本文抜粋:
———

ミケーネ文明(ミュケナイ文明)とは、およそ紀元前1600年から紀元前1200年(紀元前1150年)にかけて、ギリシャ本土のミケーネ(現在のギリシャ・ペロポネソス地方アルゴリダ県アルゴス=ミキネス市にあった古代都市)を中心に形成されて発展した青銅器文明。

時ギリシャのペロポネソス地方のみならず、クレタ島そしてキクラデス諸島を中心としたエーゲ海全域で発展しました。

また、古代ギリシャにおける最古の文明「エーゲ文明(注1)」の前半である「クレタ文明(注2)」を吸収する形で発展した、エーゲ文明後半にあたる文明としても知られ、ミケーネ文明では、建築や芸術、そして宗教的な伝統や儀式など、クレタ文明から受け継いだ(それ以前から影響を受けていたものも多いが)ものも多く存在します。

  • (注釈1)
    • 古代ギリシャにおける最古の文明で、一般的には前期のクレタ文明(BC2000頃〜BC1400頃)と後期のミケーネ文明(BC1600頃〜BC1200頃)に分けられる。
    • ただし、BC3000頃〜BC2000頃にエーゲ海のキクラデス諸島に栄えた文明「キグラデス文明」と小アジアのトロイアで平行して勃興したトロイア文明(BC2600頃〜BC1200頃)もエーゲ文明に含めることがある。
  • (注釈2)
    • ミノア文明とも呼ばれ、クレタ島クノッソスを起源とし、BC2000からBC1400にかけて発展した初期文明

ミケーネ文明の中心地ミケーネとそれ以外の主だった場所

ミケーネ文明が起こった中心地ミケーネを地図で確認すると、以下の通りです。

———

資料:
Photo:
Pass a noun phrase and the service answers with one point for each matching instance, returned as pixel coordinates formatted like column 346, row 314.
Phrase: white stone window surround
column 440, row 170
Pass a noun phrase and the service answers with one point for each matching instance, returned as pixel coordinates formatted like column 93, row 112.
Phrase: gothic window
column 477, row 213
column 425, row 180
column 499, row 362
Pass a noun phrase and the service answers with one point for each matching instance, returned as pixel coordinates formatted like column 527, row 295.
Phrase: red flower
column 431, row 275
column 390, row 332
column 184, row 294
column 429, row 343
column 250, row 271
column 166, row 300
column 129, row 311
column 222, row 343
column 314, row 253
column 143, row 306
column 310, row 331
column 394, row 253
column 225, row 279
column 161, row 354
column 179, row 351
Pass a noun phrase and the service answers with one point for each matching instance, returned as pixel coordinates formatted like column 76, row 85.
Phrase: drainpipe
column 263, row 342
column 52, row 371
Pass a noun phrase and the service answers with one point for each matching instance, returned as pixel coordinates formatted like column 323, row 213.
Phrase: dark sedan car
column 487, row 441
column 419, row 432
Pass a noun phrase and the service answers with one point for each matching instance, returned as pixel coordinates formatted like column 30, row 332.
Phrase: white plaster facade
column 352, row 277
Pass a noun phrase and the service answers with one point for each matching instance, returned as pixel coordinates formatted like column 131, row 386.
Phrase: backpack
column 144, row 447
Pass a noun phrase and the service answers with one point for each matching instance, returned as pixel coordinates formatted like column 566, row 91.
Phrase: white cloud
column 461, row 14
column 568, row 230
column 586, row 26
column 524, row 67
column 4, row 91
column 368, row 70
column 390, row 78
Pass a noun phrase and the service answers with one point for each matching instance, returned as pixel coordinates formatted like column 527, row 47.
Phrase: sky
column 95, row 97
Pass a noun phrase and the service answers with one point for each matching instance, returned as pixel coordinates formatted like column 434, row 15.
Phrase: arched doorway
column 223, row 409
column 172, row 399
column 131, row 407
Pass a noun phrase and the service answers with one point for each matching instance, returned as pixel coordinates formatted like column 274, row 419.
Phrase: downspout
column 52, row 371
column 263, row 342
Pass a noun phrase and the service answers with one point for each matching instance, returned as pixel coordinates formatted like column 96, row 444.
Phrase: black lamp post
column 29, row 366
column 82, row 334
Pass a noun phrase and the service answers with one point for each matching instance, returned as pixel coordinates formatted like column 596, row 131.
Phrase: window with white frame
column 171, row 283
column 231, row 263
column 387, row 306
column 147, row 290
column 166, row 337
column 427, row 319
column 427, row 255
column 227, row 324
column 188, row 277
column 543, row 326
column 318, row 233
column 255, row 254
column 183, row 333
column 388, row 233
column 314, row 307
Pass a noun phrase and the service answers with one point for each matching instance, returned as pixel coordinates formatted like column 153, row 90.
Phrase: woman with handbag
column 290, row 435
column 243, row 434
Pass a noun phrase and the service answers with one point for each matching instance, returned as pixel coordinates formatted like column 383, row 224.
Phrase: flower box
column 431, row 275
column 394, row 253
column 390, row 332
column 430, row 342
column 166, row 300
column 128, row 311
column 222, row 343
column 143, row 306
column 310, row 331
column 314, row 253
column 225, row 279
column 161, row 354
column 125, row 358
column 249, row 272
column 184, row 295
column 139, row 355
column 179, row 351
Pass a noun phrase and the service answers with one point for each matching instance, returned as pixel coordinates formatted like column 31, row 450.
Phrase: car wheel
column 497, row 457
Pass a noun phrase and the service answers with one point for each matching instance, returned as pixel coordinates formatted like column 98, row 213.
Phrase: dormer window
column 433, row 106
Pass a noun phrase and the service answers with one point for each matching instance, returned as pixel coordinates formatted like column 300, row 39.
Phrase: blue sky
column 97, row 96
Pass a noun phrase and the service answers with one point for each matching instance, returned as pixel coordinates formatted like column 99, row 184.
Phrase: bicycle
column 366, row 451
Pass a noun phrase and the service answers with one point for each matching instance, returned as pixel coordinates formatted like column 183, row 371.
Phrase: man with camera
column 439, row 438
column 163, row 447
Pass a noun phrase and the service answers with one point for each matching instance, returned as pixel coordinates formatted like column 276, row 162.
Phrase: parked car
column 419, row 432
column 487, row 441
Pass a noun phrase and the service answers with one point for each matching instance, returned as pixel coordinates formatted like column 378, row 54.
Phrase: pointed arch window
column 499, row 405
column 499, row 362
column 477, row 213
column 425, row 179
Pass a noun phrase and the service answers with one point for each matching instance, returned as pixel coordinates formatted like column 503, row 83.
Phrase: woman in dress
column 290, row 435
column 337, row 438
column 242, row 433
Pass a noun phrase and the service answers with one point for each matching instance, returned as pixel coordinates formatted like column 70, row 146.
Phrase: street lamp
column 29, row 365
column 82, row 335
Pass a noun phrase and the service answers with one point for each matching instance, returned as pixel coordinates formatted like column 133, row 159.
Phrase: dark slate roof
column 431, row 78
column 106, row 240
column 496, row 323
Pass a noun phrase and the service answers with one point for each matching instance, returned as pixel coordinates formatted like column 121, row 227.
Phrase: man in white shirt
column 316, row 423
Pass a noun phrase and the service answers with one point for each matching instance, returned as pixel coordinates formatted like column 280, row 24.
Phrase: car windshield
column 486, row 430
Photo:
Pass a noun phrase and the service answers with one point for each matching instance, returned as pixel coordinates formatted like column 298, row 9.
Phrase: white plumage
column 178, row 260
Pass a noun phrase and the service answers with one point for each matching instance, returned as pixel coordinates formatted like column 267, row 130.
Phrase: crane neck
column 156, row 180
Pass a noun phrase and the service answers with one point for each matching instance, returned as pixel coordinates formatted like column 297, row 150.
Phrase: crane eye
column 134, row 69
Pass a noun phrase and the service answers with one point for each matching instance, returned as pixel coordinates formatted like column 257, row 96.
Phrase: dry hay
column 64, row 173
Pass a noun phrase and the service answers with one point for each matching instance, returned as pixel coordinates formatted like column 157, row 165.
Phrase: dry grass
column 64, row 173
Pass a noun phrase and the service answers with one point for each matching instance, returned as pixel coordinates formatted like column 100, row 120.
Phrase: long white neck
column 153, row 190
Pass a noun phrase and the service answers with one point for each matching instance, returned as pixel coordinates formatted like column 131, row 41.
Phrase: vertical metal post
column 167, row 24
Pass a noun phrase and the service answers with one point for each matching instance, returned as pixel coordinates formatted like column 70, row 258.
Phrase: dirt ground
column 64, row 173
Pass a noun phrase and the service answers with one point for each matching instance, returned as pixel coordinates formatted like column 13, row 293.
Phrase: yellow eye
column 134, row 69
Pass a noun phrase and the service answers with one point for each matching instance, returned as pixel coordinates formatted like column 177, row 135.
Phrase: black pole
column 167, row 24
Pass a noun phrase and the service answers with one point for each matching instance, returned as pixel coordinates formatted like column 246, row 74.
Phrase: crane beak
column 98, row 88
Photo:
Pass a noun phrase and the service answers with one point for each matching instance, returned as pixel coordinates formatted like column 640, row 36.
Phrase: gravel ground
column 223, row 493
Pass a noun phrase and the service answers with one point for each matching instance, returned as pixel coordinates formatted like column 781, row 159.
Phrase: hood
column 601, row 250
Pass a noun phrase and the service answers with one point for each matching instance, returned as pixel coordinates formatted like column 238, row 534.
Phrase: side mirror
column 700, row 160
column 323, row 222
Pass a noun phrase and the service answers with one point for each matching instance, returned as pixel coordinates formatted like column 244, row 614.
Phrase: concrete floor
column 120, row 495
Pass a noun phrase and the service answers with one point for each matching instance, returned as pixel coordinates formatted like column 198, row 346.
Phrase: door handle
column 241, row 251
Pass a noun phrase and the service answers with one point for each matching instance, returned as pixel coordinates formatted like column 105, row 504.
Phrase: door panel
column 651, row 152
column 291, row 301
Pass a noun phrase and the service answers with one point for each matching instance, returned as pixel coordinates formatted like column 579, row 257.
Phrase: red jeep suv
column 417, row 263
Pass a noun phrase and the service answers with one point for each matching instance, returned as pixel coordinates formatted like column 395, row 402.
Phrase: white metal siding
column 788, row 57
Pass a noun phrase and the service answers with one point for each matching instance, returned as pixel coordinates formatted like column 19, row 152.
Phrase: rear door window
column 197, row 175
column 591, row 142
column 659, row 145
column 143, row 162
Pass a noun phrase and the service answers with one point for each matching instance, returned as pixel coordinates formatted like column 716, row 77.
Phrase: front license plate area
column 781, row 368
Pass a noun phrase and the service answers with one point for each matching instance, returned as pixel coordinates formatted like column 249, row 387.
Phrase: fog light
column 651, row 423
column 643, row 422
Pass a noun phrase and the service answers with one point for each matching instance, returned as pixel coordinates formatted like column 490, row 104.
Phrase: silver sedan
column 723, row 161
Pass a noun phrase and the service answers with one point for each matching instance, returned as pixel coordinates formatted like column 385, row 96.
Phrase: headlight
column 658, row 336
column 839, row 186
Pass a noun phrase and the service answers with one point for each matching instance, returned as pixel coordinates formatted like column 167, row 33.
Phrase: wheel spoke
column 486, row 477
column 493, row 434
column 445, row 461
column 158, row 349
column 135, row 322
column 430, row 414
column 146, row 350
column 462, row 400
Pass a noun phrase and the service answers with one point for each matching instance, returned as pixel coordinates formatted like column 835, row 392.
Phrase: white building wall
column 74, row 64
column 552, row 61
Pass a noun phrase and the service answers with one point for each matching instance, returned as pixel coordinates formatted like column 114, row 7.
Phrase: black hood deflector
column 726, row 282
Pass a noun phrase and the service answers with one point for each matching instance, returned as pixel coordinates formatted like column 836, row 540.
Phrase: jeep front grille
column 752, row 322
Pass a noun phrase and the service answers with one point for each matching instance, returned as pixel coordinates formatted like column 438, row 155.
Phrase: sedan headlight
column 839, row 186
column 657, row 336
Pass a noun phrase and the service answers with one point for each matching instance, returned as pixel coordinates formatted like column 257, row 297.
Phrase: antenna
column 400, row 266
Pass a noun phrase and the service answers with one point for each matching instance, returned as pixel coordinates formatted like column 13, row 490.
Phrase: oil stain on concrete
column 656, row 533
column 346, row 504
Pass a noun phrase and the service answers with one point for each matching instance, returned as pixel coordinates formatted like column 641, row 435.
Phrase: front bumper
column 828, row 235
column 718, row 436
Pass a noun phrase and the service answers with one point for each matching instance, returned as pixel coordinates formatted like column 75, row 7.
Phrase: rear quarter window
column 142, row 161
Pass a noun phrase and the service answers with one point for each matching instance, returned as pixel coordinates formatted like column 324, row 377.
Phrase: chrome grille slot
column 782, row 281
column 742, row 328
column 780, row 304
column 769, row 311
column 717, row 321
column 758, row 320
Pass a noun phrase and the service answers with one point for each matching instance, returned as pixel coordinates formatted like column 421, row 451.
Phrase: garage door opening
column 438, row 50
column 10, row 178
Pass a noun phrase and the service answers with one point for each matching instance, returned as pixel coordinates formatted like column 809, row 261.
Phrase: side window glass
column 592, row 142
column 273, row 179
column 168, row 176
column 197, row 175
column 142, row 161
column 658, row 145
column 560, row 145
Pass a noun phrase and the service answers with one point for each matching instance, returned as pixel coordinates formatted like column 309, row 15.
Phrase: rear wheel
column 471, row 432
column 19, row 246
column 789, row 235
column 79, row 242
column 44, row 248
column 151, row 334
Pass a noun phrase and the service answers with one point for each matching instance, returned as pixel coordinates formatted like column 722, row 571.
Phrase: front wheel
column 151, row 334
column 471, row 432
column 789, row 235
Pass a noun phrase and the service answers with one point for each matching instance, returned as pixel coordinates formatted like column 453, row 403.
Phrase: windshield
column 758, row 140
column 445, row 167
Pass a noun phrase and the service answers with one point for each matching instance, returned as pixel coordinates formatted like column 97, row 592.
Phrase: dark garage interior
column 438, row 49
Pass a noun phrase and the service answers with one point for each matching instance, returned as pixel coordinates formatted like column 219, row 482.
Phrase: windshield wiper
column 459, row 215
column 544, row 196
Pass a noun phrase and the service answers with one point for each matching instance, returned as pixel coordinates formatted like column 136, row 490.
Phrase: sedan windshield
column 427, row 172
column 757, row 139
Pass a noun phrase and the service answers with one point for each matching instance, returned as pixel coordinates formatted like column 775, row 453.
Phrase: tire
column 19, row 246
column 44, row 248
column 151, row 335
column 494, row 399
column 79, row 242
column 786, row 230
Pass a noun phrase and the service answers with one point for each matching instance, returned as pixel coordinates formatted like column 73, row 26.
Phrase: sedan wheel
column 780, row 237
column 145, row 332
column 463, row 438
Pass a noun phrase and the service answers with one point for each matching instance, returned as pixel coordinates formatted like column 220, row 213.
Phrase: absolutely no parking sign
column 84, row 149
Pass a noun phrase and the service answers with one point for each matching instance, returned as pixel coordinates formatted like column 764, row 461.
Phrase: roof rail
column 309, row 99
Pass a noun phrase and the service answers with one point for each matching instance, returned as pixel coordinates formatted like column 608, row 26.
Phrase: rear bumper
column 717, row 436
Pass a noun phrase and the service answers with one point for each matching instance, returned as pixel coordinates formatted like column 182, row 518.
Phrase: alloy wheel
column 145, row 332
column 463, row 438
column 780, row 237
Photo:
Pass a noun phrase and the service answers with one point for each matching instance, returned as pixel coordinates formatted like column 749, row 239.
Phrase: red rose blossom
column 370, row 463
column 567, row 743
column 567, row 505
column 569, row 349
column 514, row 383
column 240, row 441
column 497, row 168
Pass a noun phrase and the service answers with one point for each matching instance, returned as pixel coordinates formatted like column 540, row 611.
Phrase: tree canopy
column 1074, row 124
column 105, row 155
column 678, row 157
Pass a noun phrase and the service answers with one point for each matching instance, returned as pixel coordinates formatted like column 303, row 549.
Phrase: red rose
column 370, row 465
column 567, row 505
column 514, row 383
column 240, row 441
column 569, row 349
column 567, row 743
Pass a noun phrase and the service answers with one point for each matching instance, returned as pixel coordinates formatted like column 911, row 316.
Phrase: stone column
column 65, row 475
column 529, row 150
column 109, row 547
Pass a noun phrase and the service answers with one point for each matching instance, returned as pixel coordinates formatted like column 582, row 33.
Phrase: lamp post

———

課題:
ミケーネ文明について述べた文章を、末尾の「以下の通りです。」の後から書き継ぐ。

回答:
地図上でも分かる通り、北東にアテネがあり、そこからおよそ120km離れた場所にミケーネは位置します。

また、このミケーネ以外に、

  • ティリンス
  • ピュロス
  • テーベ(テーバイ)
  • ミデア
  • グラ
  • オルコメノス
  • アルゴス
  • スパルタ
  • ニコリア

なども、ミケーネ文明発展の中心地になった場所として挙げられ、アテネも含まれていたのではないかとも考えられています。

これらの都市間では貿易が盛んに行われていたらしく、その結果、建築、壁画、陶器、宝飾品、兵器など、共通する文化的要素が多く見つかっているのです。

また、古いギリシャ語の方言を表記するのに使われた「線文字B」も、これらの都市で使われていたことが分かっています。

ミケーネ文明の文化的特徴を4つの点から見ていこう

ミケーネ文明の建築

ミケーネ文明を象徴する文化的特徴の一つとして、ミケーネ文明の宮殿建築を挙げることが出来るでしょう。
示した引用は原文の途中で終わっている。